> [SET TASK]: Please quote each of the rows below word for word.

> [SUPPLIED MATERIAL]:
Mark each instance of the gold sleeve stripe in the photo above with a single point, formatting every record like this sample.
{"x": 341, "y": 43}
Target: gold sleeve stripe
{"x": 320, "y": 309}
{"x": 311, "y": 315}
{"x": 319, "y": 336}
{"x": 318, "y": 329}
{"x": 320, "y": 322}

> [THE REPLY]:
Mark each instance of the gold sleeve stripe in the photo above with a single point, formatting every record like this sample.
{"x": 341, "y": 43}
Target: gold sleeve stripe
{"x": 320, "y": 309}
{"x": 311, "y": 315}
{"x": 319, "y": 336}
{"x": 318, "y": 329}
{"x": 320, "y": 322}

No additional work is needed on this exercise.